═════ Extrait choisi ═════

En octobre dernier, le Premier ministre et vous-même avez présenté les propositions du Gouvernement pour lutter contre la désertification médicale et renforcer l'accès aux soins pour tous les Français. Toutefois, compte tenu de l'extrême urgence liée à la désertification médicale que subit notre territoire, pourriez-vous m'indiquer les mesures immédiates que vous comptez prendre ?

M. le président. La parole est à Mme la ministre des solidarités et de la santé.

Mme Agnès Buzyn, ministre des solidarités et de la santé. Madame Firmin Le Bodo, vous m'interpellez sur la question de la démographie médicale, notamment dans la région du Havre. L'un des premiers leviers que nous souhaitons utiliser est celui de la formation des professionnels médicaux. L'agence régionale de santé et l'université de Rouen souhaitent promouvoir les spécialités en tension sur votre territoire, en proposant plus de postes d’internes après l'examen classant national.

═════ Données enregistrées ═════

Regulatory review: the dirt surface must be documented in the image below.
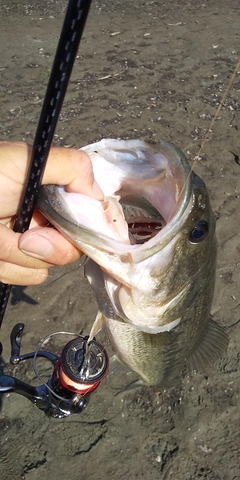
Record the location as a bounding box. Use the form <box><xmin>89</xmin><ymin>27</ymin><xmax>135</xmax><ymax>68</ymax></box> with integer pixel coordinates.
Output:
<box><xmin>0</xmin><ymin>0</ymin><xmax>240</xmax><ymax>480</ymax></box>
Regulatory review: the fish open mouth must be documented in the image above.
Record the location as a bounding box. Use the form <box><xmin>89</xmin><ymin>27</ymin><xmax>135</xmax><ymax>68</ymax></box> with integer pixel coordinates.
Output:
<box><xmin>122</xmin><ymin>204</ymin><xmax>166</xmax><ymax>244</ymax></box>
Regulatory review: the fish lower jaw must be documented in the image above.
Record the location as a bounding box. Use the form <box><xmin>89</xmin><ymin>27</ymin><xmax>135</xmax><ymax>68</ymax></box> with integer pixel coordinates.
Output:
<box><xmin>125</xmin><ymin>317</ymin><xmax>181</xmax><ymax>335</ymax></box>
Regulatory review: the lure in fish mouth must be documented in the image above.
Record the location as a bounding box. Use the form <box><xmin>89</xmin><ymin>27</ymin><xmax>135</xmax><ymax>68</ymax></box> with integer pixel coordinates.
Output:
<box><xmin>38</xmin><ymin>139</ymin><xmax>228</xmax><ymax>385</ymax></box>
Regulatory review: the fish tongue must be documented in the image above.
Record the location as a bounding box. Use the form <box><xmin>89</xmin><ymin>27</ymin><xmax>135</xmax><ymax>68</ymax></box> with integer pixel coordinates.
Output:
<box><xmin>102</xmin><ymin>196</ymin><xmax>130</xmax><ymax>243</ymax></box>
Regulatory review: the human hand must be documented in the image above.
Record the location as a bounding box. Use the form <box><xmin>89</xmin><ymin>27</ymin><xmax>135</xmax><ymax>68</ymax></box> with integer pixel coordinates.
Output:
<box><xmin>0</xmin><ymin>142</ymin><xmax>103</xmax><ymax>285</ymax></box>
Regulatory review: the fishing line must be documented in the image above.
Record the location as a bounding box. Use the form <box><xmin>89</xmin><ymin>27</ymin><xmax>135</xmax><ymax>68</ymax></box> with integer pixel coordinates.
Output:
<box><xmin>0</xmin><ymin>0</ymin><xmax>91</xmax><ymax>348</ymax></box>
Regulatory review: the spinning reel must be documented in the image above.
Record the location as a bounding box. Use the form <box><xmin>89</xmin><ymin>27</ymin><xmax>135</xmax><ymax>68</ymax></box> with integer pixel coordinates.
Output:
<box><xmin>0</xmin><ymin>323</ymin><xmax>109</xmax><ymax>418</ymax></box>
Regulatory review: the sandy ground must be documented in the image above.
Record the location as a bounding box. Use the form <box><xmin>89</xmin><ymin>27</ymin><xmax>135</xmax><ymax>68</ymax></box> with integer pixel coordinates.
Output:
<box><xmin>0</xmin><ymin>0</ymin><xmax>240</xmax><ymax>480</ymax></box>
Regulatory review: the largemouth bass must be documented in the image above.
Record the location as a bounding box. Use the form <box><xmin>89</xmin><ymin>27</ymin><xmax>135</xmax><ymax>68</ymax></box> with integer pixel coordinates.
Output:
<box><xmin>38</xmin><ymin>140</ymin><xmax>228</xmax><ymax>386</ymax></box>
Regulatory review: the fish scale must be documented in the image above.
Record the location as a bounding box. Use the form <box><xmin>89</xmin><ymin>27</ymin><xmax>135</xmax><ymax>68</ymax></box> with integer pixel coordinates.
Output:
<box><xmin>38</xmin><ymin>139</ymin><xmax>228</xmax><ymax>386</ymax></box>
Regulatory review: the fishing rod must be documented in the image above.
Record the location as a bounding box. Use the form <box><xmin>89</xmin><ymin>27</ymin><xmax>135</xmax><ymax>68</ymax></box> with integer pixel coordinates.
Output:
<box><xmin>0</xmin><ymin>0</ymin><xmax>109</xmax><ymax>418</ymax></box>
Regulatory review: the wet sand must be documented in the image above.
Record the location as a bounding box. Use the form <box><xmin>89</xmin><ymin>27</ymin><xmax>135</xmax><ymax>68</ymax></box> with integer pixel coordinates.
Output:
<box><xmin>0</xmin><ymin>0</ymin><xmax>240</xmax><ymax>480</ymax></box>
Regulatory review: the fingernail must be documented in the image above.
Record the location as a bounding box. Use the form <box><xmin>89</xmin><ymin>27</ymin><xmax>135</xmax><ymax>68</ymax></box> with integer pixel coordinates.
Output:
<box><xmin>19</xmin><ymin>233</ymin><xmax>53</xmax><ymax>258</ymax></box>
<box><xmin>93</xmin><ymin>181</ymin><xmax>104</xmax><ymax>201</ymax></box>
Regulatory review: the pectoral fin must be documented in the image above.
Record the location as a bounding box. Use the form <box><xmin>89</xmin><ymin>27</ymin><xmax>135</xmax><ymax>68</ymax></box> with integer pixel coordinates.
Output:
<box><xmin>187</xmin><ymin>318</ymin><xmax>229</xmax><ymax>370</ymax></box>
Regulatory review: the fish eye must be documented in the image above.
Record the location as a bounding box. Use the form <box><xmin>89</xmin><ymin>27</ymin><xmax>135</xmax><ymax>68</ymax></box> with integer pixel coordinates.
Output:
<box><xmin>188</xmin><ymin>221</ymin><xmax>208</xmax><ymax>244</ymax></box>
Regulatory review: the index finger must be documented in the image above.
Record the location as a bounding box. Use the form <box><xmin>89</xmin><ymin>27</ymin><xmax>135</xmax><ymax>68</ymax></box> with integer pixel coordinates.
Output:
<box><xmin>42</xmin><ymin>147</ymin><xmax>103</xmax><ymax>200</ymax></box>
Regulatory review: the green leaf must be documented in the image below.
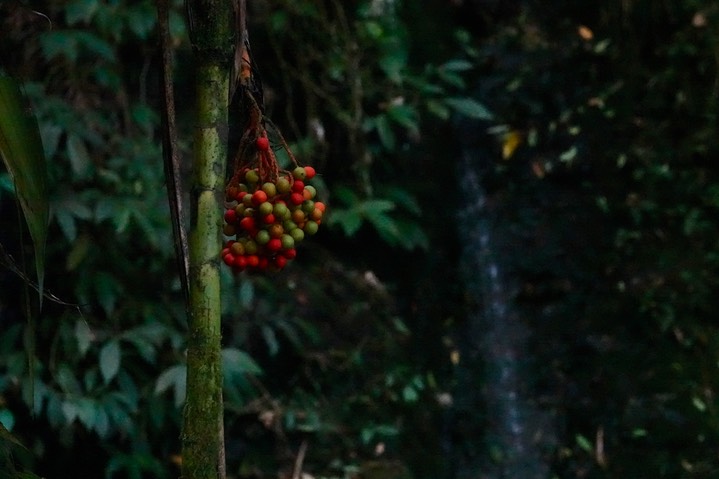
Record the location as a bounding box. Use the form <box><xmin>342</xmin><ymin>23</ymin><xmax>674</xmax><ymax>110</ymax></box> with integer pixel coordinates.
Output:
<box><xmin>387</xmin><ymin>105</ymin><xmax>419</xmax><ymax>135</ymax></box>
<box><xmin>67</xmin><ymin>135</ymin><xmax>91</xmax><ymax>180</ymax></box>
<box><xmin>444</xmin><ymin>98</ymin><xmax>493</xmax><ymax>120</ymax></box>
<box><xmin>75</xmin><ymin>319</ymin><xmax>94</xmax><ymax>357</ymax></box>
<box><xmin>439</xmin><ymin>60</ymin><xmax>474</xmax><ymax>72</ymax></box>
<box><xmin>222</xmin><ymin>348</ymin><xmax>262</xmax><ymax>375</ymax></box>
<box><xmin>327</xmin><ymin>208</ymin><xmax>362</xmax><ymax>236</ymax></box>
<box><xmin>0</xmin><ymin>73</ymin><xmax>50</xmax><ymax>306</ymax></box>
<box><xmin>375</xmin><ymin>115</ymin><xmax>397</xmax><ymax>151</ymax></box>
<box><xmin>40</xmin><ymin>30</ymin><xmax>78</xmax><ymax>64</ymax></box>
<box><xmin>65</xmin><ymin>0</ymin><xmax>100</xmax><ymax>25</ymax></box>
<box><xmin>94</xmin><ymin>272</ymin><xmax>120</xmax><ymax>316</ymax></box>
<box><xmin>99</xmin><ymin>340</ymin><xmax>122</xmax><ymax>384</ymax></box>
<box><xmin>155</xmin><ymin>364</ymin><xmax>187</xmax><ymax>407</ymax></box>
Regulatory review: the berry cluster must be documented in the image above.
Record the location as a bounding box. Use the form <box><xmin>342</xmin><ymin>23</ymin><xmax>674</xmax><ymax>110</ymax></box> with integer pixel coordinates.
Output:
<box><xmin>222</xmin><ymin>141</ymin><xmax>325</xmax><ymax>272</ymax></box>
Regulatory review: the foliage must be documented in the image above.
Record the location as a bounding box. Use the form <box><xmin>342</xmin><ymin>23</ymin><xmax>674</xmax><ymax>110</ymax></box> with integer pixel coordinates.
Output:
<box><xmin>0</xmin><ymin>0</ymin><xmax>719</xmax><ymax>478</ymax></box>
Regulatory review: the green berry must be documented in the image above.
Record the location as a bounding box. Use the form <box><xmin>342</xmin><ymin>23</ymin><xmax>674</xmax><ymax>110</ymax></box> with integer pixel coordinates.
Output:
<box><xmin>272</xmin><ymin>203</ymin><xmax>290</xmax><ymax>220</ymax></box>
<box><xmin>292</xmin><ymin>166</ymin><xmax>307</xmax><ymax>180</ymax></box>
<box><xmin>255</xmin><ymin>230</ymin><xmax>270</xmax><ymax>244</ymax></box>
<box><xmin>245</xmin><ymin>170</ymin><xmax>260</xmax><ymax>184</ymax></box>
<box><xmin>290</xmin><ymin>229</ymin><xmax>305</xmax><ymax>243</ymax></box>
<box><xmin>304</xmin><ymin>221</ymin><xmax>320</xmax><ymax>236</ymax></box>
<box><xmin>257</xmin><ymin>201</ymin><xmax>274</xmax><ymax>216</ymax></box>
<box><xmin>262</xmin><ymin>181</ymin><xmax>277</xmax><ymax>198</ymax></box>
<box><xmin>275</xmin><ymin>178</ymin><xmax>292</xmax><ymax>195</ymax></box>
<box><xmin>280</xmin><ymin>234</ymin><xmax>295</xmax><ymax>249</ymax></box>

═════
═════ Données enregistrées ═════

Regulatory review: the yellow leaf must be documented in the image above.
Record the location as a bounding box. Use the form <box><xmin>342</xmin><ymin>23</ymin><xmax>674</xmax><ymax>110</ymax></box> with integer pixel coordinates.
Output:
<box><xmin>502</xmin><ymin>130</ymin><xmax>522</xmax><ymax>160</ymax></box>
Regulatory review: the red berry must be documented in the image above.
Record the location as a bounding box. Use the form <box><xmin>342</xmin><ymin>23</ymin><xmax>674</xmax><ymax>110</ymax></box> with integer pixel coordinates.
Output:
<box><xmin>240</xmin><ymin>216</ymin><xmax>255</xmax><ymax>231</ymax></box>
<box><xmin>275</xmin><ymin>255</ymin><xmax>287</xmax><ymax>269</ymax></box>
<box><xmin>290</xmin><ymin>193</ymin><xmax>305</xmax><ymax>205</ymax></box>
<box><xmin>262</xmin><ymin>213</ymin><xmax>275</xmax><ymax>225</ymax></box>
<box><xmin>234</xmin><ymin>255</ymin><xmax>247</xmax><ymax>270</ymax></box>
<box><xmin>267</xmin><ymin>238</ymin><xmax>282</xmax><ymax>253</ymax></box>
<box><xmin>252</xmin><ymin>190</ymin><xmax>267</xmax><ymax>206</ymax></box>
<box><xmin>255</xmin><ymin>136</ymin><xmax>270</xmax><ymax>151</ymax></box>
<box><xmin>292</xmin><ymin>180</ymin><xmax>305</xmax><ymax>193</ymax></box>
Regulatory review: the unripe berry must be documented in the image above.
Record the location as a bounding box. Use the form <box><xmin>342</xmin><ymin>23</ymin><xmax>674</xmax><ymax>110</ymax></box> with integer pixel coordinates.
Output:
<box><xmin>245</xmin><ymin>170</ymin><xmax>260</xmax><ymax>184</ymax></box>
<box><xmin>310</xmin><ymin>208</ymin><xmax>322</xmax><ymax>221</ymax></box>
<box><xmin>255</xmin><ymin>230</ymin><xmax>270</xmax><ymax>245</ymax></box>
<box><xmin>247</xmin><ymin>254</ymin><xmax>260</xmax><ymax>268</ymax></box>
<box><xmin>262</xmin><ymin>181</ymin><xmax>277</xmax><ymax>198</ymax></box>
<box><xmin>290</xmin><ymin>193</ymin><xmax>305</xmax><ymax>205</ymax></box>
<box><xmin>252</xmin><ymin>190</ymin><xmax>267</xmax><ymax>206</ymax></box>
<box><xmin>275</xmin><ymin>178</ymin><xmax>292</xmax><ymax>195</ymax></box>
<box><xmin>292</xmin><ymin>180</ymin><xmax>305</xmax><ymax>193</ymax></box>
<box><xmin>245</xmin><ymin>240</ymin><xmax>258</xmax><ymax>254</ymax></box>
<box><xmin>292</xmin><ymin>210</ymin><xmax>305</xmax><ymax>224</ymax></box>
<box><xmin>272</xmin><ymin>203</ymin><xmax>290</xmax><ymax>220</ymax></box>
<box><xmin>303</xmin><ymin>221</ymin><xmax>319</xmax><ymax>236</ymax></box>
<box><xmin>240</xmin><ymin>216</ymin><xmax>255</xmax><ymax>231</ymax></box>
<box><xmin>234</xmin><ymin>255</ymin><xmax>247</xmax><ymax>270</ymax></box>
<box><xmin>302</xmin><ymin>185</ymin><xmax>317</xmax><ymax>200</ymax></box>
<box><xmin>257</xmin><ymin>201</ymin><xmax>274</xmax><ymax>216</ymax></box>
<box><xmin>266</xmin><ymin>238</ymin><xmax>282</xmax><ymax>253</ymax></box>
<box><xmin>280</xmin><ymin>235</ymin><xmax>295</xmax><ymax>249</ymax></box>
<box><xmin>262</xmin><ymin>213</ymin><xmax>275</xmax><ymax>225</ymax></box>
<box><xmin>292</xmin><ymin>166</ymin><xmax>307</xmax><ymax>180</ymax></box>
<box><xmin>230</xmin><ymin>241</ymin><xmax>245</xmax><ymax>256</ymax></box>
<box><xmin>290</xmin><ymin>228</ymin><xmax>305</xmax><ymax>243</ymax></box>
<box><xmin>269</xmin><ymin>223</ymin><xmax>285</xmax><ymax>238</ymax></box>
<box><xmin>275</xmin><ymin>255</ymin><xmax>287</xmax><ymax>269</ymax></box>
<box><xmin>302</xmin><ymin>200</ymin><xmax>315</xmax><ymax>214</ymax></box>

═════

Consigne A:
Répondez à ces questions sur l'échange au sujet de la désertification médicale :
(i) À quel moment le Premier ministre et la ministre ont-ils présenté les propositions du Gouvernement ?
(ii) Quelle région la ministre cite-t-elle ?
(iii) Quels organismes veulent promouvoir les spécialités en tension ?
Consigne B:
Recopiez le passage de l'échange sur la désertification médicale qui commence par les mots contenant "En octobre dernier, le" et se termine par "Mme la ministre des solidarités et de la santé.".
Consigne C:
Écrivez la suite de l'échange sur la désertification médicale, après sa dernière phrase.

Réponse A:
(i) En octobre dernier.
(ii) La région du Havre.
(iii) L'agence régionale de santé et l'université de Rouen.

Réponse B:
En octobre dernier, le Premier ministre et vous-même avez présenté les propositions du Gouvernement pour lutter contre la désertification médicale et renforcer l'accès aux soins pour tous les Français. Toutefois, compte tenu de l'extrême urgence liée à la désertification médicale que subit notre territoire, pourriez-vous m'indiquer les mesures immédiates que vous comptez prendre ?

M. le président. La parole est à Mme la ministre des solidarités et de la santé.

Réponse C:
Nous souhaitons également promouvoir l'offre de stages en dehors du centre hospitalier universitaire, pour que les futurs médecins découvrent au cours de leur formation les territoires, notamment dans les zones où l'offre de soins est insuffisante. L'agence régionale de santé contribue en outre fortement au financement de postes d'assistants spécialistes régionaux : soixante et onze postes ont été financés en Normandie l'an passé, dont quatorze au groupement hospitalier du Havre. Sur la région, trois assistants spécialistes régionaux ont été sélectionnés en psychiatrie et deux en ophtalmologie.

L'agence investit également dans la région pour développer la télémédecine, notamment pour les publics fragiles comme les résidents en établissements d'hébergements pour personnes âgées dépendantes : dix EHPAD ont ainsi bénéficié en 2017 d'un accompagnement financier qui leur a permis de s'équiper.

L'agence travaille par ailleurs à renforcer l'attractivité des postes de praticien hospitalier, via la prime d'engagement dans la carrière hospitalière, et à promouvoir des temps partagés entre établissements dans les spécialités les plus en tension, via la prime d'exercice territorial.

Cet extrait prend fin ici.